- _TEXTO DE ORIGEM_
○ ○ ○ ○

Um prato de flores pintado à mão na fábrica da Vista Alegre, em Ílhavo, só pode ser feito pelos mais experientes. “Um médico estuda seis anos, a especialidade mais dois a quatro anos. Na Vista Alegre são dez anos até pintar flores à mão.” As palavras, de assombro, são de Francisco Carvalheira, presidente da Laurel, a associação portuguesa que defende a excelência e o luxo com o selo português, e confirmadas por Nuno Barra, administrador da centenária empresa portuguesa. Sim, é preciso muito tempo para chegar a esse nível de mestria.
O desenho pode ser igual em muitas casas, mas seguramente nenhum será cópia fiel — e é nessa perfeita imperfeição que está o seu valor. “Quando quem visita a fábrica é colocado frente a frente com as pessoas que pintam descobrem que o que cobram — 800/ 900 euros — é pouco! As pessoas que têm paixão por isto sabem que eles atingem estes valores”, nota Francisco Carvalheira.
Enquanto se olha para a inteligência artificial — entre a euforia e o receio —, em empresas como a Vista Alegre o caso é outro. Entre tantos moldes, e processos industriais, mesmo em 2025, há muito que não pode ser feito por uma máquina.
Ao dia de hoje a criatividade não se consegue automatizar. A inteligência artificial sugere, mas vai basear-se no que já existe.
“Tudo o que é pintura à mão, olaria, escultura, não é possível industrializar. Os pratos têm acabamentos à mão. Numa chávena de café, a chávena é colada à mão. A parte central sai num molde, a asa sai em outro molde e tem de ser colada manualmente”, conta Nuno Barra, administrador com o pelouro do marketing, e-commerce, design de produto e retalho de Portugal. É uma dança única que fazem com a mão, olho e experiência. “Há coisas que não se podem transformar em algoritmo.” Pelo menos para já (e ainda que possa ter um bom papel no desenvolvimento da marca, como explica mais adiante).
“Ao dia de hoje a criatividade não se consegue automatizar. A inteligência artificial sugere, mas vai basear-se no que já existe”, analisa Nuno Barra. Falta quebrar regras, inovação e emprestar tempo às ideias para que aconteçam.

○ ○ ○ ○

- _DADOS DISPONÍVEIS_
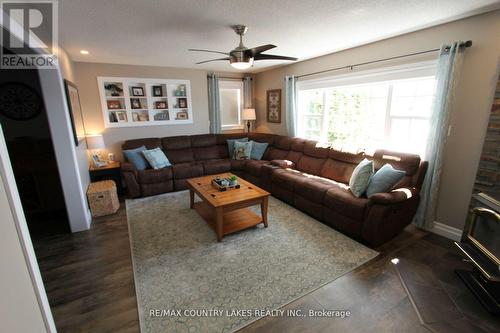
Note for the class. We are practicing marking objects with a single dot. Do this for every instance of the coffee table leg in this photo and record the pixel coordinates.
(219, 223)
(263, 210)
(191, 198)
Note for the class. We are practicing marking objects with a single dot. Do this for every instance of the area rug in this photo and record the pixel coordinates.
(188, 282)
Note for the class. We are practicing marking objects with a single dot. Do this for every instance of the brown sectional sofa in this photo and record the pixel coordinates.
(311, 178)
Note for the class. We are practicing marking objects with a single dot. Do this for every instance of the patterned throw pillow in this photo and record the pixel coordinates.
(384, 180)
(156, 158)
(361, 177)
(136, 157)
(258, 149)
(242, 150)
(230, 145)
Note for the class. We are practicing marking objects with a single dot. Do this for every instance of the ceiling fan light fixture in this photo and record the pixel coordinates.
(243, 64)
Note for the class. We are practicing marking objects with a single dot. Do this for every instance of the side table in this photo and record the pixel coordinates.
(111, 171)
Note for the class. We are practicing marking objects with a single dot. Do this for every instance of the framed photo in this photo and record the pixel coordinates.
(137, 91)
(121, 117)
(135, 103)
(114, 104)
(182, 103)
(274, 106)
(157, 91)
(75, 111)
(161, 105)
(182, 115)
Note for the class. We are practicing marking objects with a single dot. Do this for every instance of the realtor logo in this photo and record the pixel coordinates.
(29, 34)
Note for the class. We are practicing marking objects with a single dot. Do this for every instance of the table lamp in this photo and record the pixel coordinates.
(95, 143)
(248, 115)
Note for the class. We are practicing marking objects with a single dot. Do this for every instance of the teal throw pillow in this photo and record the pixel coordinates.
(242, 150)
(361, 177)
(258, 149)
(156, 158)
(230, 145)
(136, 157)
(384, 180)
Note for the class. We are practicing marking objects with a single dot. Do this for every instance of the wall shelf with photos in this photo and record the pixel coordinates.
(127, 102)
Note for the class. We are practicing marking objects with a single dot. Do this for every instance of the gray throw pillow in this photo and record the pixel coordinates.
(156, 158)
(242, 150)
(258, 149)
(230, 145)
(384, 180)
(136, 157)
(361, 177)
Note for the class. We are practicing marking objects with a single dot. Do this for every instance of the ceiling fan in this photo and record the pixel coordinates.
(242, 57)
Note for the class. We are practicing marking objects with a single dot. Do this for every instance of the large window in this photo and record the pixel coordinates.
(389, 109)
(231, 104)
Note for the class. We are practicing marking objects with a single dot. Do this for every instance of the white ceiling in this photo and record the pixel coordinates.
(153, 32)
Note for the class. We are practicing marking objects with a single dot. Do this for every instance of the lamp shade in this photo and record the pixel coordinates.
(95, 142)
(248, 114)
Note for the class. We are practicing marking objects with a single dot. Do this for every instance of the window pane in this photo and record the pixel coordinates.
(356, 116)
(229, 106)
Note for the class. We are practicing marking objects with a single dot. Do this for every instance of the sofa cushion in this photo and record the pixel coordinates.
(152, 176)
(275, 154)
(254, 167)
(180, 155)
(311, 165)
(149, 143)
(136, 157)
(187, 170)
(313, 188)
(203, 140)
(340, 198)
(286, 178)
(176, 142)
(211, 167)
(206, 153)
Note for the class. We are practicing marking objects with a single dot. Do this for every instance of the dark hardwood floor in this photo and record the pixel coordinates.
(90, 285)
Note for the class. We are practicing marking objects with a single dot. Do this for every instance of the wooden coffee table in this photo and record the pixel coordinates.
(226, 212)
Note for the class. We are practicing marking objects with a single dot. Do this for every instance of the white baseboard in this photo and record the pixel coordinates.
(446, 231)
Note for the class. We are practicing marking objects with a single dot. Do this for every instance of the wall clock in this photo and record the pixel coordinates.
(19, 101)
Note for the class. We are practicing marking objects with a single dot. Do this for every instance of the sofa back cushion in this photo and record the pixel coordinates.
(310, 165)
(340, 165)
(149, 143)
(178, 149)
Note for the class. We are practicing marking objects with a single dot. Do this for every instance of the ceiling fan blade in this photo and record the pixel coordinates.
(202, 62)
(259, 49)
(272, 57)
(200, 50)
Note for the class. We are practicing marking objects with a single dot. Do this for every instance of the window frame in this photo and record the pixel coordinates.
(230, 85)
(386, 75)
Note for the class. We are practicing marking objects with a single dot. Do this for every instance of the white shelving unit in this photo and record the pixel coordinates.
(128, 102)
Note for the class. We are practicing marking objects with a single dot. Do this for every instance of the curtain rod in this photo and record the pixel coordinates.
(464, 44)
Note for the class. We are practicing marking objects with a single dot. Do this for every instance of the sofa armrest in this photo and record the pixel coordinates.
(395, 196)
(283, 164)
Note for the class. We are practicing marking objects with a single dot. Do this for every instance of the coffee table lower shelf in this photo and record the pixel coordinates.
(232, 221)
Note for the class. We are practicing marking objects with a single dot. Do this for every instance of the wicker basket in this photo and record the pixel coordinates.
(103, 199)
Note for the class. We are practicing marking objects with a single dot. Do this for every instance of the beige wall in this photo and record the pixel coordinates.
(471, 106)
(86, 79)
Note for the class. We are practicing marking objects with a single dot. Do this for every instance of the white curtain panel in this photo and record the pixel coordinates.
(291, 104)
(247, 92)
(448, 73)
(214, 104)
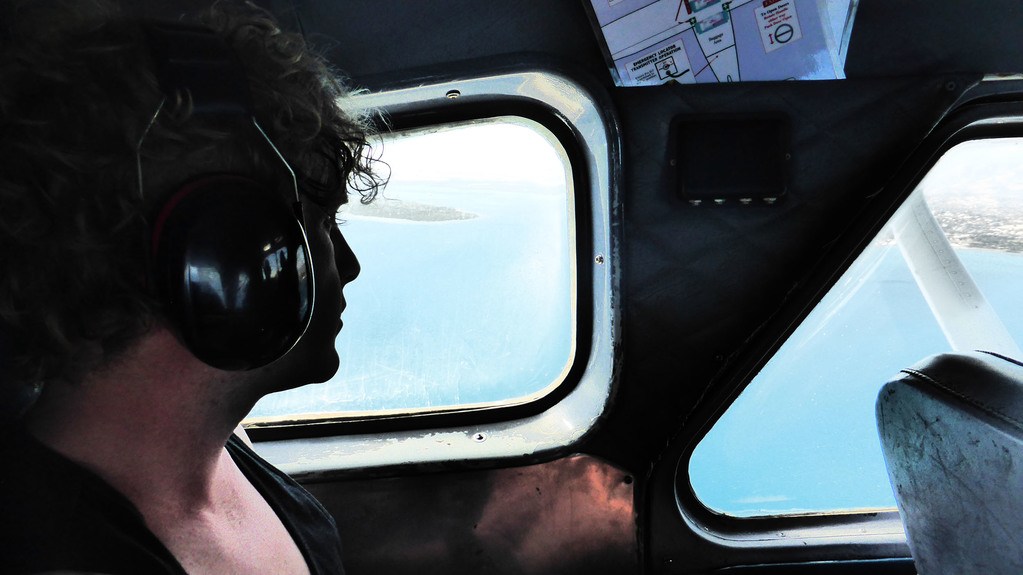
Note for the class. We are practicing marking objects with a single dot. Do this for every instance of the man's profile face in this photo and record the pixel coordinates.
(314, 358)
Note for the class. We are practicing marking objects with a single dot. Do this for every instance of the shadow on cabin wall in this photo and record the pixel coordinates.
(574, 515)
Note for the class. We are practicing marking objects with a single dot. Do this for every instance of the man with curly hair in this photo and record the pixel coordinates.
(128, 460)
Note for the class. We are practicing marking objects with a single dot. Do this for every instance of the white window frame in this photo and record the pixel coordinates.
(568, 421)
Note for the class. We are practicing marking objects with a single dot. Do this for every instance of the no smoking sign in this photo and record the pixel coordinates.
(777, 23)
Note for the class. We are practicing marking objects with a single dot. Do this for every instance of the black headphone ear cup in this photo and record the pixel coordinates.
(231, 263)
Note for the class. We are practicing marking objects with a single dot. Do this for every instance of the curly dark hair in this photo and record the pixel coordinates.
(78, 92)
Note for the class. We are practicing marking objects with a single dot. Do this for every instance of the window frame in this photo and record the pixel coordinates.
(587, 130)
(859, 536)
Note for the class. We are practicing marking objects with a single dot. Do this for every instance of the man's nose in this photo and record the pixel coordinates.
(344, 258)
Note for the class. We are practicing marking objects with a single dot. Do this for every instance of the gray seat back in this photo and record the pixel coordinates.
(951, 432)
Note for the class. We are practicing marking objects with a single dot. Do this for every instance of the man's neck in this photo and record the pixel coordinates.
(153, 424)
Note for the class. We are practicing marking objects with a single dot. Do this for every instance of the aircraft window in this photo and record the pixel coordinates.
(466, 295)
(943, 274)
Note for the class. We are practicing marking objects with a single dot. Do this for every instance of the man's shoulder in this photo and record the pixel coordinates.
(57, 516)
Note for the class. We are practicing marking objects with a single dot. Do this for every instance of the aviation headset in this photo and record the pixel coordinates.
(229, 256)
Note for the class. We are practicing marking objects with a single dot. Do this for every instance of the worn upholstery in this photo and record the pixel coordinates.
(951, 431)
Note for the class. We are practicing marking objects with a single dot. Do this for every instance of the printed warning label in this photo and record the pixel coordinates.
(777, 23)
(664, 63)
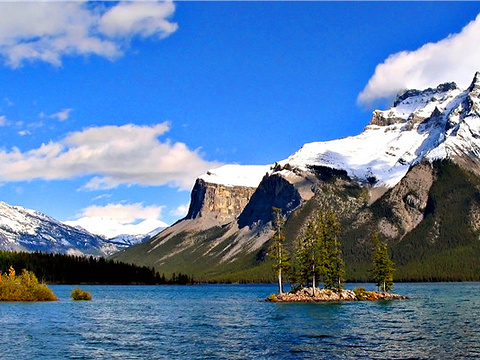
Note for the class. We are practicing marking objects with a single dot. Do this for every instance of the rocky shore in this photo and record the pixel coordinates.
(324, 295)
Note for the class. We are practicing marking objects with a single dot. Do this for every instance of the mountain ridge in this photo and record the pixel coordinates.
(380, 180)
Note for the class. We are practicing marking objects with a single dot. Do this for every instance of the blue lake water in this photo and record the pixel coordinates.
(440, 321)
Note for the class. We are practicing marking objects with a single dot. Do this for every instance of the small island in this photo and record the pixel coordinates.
(318, 255)
(327, 295)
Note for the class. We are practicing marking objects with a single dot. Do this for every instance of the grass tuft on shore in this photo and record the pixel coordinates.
(24, 287)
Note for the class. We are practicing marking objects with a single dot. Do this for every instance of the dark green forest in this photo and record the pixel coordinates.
(66, 269)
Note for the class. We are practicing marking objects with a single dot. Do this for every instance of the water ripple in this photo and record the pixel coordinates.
(233, 322)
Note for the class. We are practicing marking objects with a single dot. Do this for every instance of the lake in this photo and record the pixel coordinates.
(440, 321)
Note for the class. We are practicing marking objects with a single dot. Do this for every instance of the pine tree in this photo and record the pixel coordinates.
(319, 253)
(308, 256)
(332, 264)
(383, 266)
(277, 250)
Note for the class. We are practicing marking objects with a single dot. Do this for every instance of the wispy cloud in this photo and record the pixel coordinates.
(60, 116)
(455, 58)
(111, 156)
(116, 219)
(48, 31)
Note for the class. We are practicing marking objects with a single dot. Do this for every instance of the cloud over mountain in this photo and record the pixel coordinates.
(454, 58)
(110, 156)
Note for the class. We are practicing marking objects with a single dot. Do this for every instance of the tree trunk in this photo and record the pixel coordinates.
(280, 283)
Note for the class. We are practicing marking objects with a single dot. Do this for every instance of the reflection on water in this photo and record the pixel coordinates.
(233, 322)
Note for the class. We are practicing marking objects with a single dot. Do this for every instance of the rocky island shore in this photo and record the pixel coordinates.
(325, 295)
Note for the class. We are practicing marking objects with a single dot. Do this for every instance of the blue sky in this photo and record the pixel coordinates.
(112, 109)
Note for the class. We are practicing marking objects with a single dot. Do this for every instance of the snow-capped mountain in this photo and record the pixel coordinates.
(390, 179)
(117, 232)
(28, 230)
(430, 124)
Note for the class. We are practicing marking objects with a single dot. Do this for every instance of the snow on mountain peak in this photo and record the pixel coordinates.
(433, 124)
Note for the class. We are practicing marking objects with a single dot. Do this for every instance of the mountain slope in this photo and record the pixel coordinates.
(28, 230)
(384, 180)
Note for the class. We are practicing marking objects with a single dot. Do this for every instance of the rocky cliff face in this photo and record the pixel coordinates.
(217, 201)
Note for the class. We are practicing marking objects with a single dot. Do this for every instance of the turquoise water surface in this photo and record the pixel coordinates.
(439, 321)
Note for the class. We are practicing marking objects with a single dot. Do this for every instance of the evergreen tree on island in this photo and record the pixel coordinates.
(319, 253)
(383, 266)
(277, 250)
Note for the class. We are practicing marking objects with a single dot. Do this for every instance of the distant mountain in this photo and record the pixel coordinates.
(413, 176)
(117, 233)
(28, 230)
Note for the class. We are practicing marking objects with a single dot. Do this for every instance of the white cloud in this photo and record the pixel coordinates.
(113, 155)
(455, 58)
(120, 219)
(142, 18)
(47, 31)
(62, 115)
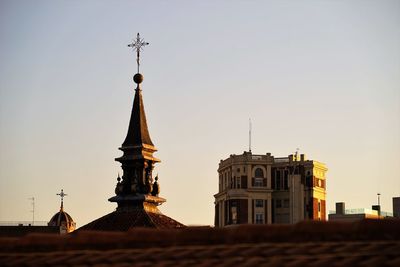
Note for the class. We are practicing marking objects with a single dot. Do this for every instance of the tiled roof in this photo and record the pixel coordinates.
(124, 220)
(365, 243)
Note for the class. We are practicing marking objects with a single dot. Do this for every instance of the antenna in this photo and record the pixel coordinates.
(33, 209)
(249, 135)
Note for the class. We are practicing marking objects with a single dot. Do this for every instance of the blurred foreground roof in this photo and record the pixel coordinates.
(311, 243)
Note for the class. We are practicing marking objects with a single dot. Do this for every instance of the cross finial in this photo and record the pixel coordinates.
(138, 46)
(62, 195)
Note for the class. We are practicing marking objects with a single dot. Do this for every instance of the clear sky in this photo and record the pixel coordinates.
(322, 76)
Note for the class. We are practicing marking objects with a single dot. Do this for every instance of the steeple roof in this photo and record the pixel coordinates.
(138, 133)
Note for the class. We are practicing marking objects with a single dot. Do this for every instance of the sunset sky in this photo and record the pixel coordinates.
(321, 76)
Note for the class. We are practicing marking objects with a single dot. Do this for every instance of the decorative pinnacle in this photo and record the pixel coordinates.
(138, 46)
(62, 195)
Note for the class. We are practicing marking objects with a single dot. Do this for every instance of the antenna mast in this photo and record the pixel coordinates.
(33, 209)
(249, 135)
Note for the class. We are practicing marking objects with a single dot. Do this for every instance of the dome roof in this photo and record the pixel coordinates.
(61, 217)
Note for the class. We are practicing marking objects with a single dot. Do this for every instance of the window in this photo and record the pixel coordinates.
(259, 218)
(278, 180)
(234, 214)
(238, 185)
(259, 203)
(279, 203)
(285, 180)
(286, 203)
(258, 182)
(259, 173)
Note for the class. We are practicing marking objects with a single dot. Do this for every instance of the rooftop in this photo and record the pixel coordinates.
(311, 243)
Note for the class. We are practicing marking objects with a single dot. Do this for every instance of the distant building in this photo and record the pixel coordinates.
(351, 215)
(262, 189)
(62, 219)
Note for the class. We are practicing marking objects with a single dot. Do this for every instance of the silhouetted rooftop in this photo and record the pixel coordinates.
(365, 243)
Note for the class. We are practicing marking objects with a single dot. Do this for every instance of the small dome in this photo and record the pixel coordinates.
(64, 221)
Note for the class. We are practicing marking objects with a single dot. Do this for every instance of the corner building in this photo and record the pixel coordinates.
(262, 189)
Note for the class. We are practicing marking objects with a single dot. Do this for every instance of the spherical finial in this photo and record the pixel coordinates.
(138, 78)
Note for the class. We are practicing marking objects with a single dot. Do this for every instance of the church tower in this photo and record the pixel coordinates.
(136, 192)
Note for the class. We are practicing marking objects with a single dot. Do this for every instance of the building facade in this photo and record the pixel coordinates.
(262, 189)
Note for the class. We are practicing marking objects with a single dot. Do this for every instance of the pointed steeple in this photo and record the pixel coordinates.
(138, 144)
(138, 132)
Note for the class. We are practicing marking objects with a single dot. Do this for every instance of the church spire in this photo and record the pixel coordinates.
(138, 132)
(137, 160)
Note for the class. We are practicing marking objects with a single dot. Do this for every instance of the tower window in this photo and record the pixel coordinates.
(258, 182)
(259, 218)
(259, 203)
(278, 203)
(238, 185)
(259, 173)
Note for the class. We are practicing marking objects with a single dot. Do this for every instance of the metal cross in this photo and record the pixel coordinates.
(138, 46)
(62, 195)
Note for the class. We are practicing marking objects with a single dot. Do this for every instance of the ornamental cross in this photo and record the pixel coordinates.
(138, 46)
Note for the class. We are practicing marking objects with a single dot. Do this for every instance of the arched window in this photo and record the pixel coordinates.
(259, 173)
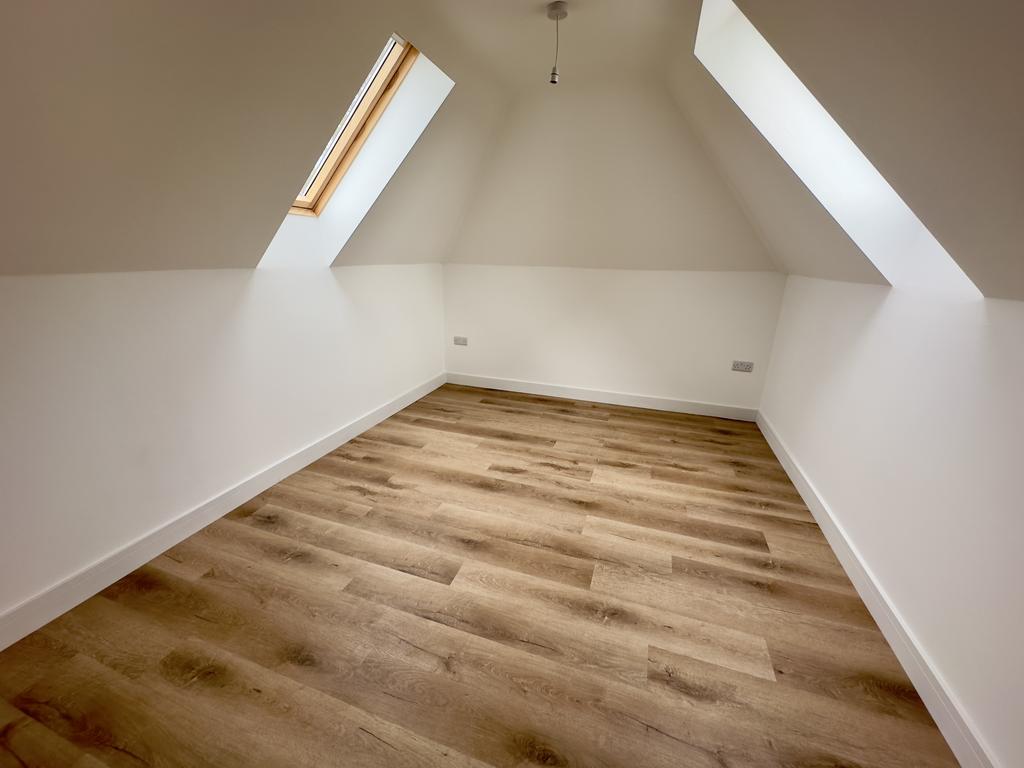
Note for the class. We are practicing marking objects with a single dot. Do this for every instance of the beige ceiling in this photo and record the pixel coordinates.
(173, 135)
(931, 91)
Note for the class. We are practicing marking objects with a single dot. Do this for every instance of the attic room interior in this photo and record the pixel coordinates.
(512, 383)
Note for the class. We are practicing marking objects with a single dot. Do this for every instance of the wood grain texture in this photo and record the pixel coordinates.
(484, 579)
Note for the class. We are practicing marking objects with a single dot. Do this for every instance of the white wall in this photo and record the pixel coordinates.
(604, 173)
(906, 414)
(128, 399)
(655, 334)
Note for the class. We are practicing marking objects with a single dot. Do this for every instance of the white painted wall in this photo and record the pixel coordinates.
(655, 334)
(905, 412)
(607, 173)
(313, 242)
(128, 399)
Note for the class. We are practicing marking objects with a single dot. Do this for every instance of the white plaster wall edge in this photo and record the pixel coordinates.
(44, 606)
(957, 728)
(613, 398)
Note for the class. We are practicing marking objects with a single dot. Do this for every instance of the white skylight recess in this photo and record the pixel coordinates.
(357, 164)
(819, 152)
(375, 74)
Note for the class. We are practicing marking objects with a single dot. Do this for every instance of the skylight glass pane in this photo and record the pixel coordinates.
(348, 114)
(822, 155)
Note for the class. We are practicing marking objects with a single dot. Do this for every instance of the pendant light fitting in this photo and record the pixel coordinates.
(556, 11)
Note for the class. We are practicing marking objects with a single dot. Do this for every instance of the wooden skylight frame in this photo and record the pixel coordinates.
(389, 72)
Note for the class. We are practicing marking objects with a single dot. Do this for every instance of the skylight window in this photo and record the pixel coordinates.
(373, 97)
(820, 153)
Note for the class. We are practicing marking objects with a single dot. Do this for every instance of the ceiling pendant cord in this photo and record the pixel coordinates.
(556, 11)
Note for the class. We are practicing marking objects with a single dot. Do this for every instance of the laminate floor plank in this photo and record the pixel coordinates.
(485, 579)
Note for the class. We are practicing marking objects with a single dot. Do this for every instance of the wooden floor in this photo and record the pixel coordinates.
(484, 579)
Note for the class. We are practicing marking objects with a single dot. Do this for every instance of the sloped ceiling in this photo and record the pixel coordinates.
(930, 90)
(171, 135)
(801, 236)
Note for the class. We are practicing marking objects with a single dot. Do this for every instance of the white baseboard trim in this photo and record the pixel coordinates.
(34, 612)
(613, 398)
(957, 728)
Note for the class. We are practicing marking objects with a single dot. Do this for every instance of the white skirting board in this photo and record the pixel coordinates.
(613, 398)
(47, 605)
(955, 726)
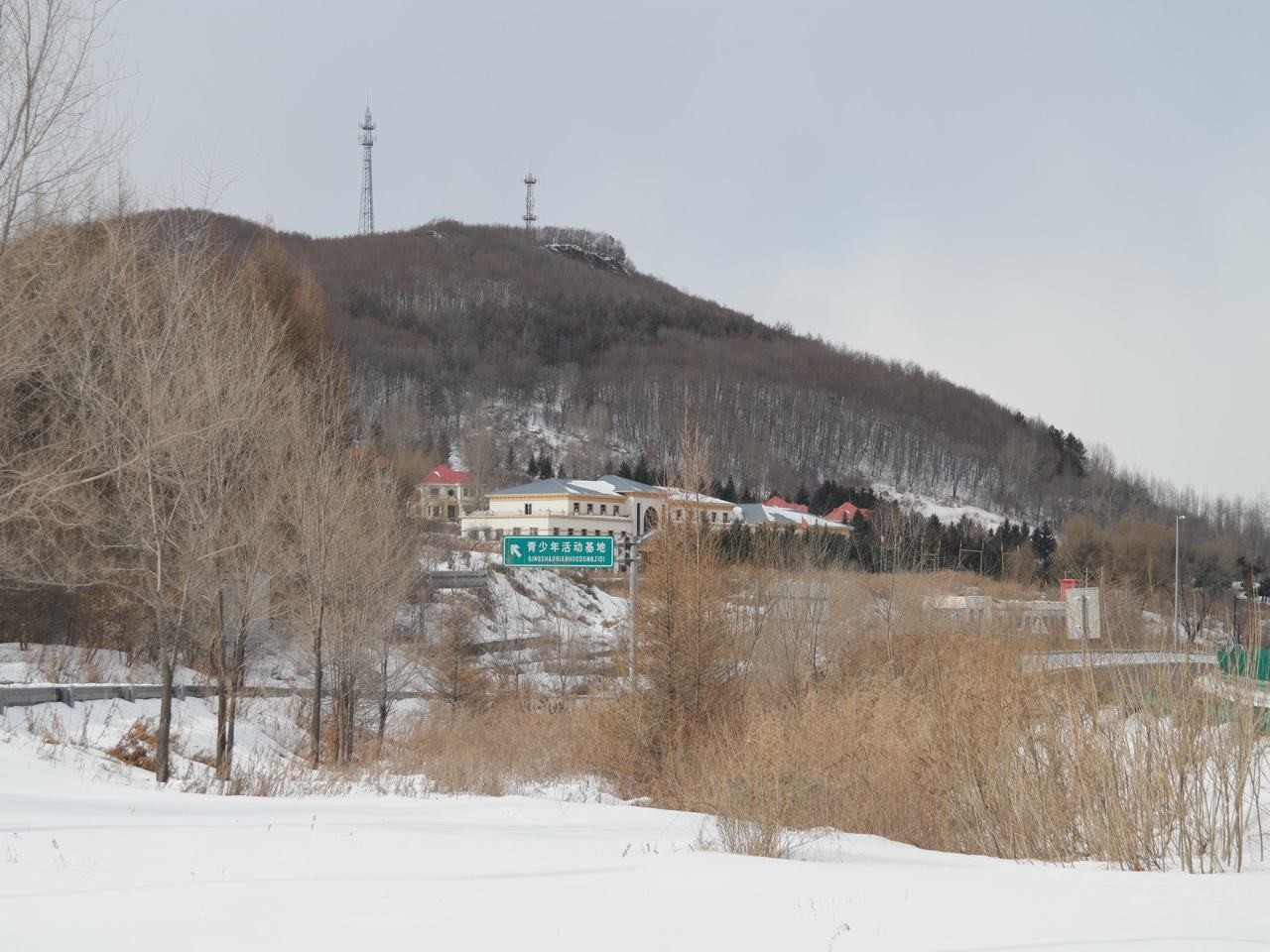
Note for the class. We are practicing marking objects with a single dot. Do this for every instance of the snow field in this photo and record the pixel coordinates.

○ ○ ○ ○

- _TAREFAS_
1 > No texto sobre a Vista Alegre, reescreva o trecho que abre com as palavras "Um prato de" e fecha com "nível de mestria.", trocando "mestria" por "perícia".
2 > Prolongue o texto sobre a Vista Alegre a partir da última frase apresentada.

- _RESPOSTAS AO EXERCÍCIO_
1 >
Um prato de flores pintado à mão na fábrica da Vista Alegre, em Ílhavo, só pode ser feito pelos mais experientes. “Um médico estuda seis anos, a especialidade mais dois a quatro anos. Na Vista Alegre são dez anos até pintar flores à mão.” As palavras, de assombro, são de Francisco Carvalheira, presidente da Laurel, a associação portuguesa que defende a excelência e o luxo com o selo português, e confirmadas por Nuno Barra, administrador da centenária empresa portuguesa. Sim, é preciso muito tempo para chegar a esse nível de perícia.

2 >
Na Vista Alegre, detida desde 2009 pelo grupo Visabeira, queriam há muito desenhar e fabricar candeeiros (como já acontece hoje), conta Nuno Barra. Encontrar a pessoa certa é o primeiro passo, neste e em todos os casos. A parceria fez-se com o designer britânico Ross Lovegrove, cujo percurso se cruza com o nascimento do walkman da Sony. “O modelo era tão complexo que demorámos cerca de três anos, mas o resultado final foi espetacular.” Chama-se Nervi e ilustra bem esse casamento entre o design, a criação de base artesanal e a repetição em série na indústria. “Tecnicamente, é quase uma obra de arte — foram precisas imensas técnicas para chegar aqui”, conta Nuno Barra.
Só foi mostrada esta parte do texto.